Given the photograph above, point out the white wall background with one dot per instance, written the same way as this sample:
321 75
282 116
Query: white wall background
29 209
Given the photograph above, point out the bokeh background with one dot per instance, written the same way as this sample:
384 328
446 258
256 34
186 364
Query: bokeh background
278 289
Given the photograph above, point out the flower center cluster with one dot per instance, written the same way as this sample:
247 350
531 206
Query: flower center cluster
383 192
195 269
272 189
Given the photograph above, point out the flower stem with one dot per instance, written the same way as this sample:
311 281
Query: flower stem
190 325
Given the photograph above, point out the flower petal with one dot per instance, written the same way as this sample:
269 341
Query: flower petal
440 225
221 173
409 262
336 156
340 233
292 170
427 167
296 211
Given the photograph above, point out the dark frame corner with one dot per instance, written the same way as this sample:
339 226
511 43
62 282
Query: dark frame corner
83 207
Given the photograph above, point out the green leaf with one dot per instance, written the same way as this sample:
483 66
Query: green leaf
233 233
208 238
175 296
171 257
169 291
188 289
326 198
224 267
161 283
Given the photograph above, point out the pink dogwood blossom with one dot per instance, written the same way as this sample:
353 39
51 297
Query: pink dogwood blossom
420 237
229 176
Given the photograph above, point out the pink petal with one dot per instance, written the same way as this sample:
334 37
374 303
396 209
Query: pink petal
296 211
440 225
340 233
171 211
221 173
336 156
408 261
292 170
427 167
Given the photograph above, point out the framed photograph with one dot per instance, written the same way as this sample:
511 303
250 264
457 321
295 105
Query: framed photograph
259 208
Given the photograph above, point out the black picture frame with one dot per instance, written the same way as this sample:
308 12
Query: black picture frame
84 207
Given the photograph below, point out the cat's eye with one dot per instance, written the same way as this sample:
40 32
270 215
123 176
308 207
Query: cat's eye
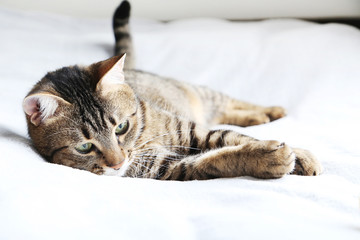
84 148
122 128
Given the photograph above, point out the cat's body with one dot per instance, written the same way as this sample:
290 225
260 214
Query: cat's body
111 121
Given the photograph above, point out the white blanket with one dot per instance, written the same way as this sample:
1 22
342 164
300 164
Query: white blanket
313 70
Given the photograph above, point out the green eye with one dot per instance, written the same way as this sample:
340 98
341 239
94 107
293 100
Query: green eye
84 148
122 128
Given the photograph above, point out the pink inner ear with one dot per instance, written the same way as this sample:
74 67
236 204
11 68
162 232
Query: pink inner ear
31 106
32 109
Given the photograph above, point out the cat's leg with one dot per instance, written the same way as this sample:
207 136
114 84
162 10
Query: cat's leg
261 159
224 153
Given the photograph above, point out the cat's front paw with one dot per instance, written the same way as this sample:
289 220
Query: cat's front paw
306 163
275 112
273 159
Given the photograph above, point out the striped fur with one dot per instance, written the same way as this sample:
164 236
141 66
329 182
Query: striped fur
123 43
166 135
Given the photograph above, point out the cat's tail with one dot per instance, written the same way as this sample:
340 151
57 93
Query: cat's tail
123 42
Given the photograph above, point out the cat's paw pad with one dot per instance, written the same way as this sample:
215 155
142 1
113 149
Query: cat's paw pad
275 112
306 163
273 159
256 119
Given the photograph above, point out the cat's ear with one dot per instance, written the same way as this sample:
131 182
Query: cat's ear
41 106
111 73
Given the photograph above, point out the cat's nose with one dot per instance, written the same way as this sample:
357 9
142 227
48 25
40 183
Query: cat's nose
117 166
114 158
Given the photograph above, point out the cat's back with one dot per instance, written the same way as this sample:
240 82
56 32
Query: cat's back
166 93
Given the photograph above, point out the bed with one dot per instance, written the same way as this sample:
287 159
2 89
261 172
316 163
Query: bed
311 69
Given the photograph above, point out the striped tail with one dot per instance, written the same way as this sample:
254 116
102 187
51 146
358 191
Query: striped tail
123 43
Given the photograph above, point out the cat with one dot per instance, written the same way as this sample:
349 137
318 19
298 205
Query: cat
110 119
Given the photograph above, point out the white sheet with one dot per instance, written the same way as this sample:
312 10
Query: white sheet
313 70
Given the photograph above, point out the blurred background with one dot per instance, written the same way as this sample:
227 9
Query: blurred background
171 9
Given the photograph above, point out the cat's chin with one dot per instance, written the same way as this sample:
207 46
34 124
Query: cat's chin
108 171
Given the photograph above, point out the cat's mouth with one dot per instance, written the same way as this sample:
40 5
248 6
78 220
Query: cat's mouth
117 166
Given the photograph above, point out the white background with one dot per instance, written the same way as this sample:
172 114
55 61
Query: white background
171 9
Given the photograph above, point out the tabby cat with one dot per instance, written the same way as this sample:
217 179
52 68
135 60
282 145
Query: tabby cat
109 119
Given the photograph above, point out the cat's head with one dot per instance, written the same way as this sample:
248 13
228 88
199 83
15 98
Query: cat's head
84 117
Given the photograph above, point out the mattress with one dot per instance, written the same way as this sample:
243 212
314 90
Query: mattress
310 69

(EXERCISE TASK):
Exactly as written, give the line containing "Given the photograph above, point out the cat with" and all remaining lines of the records.

(EXERCISE SOLUTION):
Given the photograph above, point out the cat with one dot per instance, written the same way as this sample:
349 137
318 19
298 205
Query: cat
110 119
Given the photograph above, point out the white sheet with one dot per instance, written the same way as this sample:
312 10
Query: white sheet
313 70
Given the photograph above, point out the blurred background with one dot per instance, written the same way as this sample:
227 9
Query: blurred background
171 9
Given the photograph above, point out the cat's chin with one dot per instance, written the same way as this sample:
207 46
34 124
Query: cat's chin
108 171
Given the photograph above, point out the cat's mouth with one dot per instance, written the same way as this sample:
40 5
248 6
78 220
Query: cat's mouth
117 166
Given the photograph above, point out the white background with one dot per instance, written the same way as this sample:
172 114
55 61
Query: white background
171 9
Given the photograph above, point out the tabby cat with one dot per instance, written the same way as this sample:
217 179
52 68
135 60
282 145
Query: tabby cat
109 119
Given the photograph above, point out the cat's head with one dot per instance, written the same way as this sample:
248 13
228 88
199 83
15 98
Query: cat's head
84 117
Given the photograph above, point out the mattress with one dot per instance, written the same way as this sample:
243 212
314 90
Query: mattress
310 69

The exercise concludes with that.